### WHAT IS EXPECTED
Please extract every one of the rows below and reproduce each line without any change.

### MATERIAL FOR THIS EXERCISE
_ _ _

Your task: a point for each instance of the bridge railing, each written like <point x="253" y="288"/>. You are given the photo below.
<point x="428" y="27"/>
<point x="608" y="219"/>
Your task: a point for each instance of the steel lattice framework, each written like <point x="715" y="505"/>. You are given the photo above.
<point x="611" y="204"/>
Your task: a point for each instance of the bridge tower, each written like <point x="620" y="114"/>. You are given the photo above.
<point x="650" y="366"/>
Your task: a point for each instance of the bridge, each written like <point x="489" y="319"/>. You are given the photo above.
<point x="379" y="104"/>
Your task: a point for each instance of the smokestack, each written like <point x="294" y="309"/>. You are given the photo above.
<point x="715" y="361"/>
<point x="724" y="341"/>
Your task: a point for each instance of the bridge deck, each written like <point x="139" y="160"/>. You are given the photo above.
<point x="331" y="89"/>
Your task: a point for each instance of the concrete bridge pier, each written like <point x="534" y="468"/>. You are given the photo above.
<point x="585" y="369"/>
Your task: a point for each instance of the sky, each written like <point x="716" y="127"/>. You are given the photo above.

_ _ _

### FULL OUTPUT
Your task: a point for each instance of the bridge railing, each written like <point x="253" y="288"/>. You are given the photo below.
<point x="428" y="27"/>
<point x="608" y="219"/>
Your task: a point for each instance of the steel lattice framework, each written like <point x="715" y="505"/>. You are given the photo above.
<point x="611" y="204"/>
Your task: a point for each instance of the bridge tower, each written like <point x="620" y="114"/>. You are given the photo above.
<point x="650" y="366"/>
Your task: a point for each instance of the bridge, each written like <point x="489" y="319"/>. You are given the photo above.
<point x="379" y="104"/>
Your task: a point for each instance of the smokestack, each written like <point x="294" y="309"/>. You are given the photo above.
<point x="715" y="361"/>
<point x="724" y="341"/>
Your task: a point for each instance of the bridge deck, each written like <point x="139" y="160"/>. You are given the photo above.
<point x="331" y="89"/>
Your task: a point for each instance of the concrete bridge pier, each written like <point x="534" y="468"/>. You are given the photo above.
<point x="585" y="369"/>
Your task: a point for each instance of the sky, each written like <point x="716" y="127"/>. You are given the photo above.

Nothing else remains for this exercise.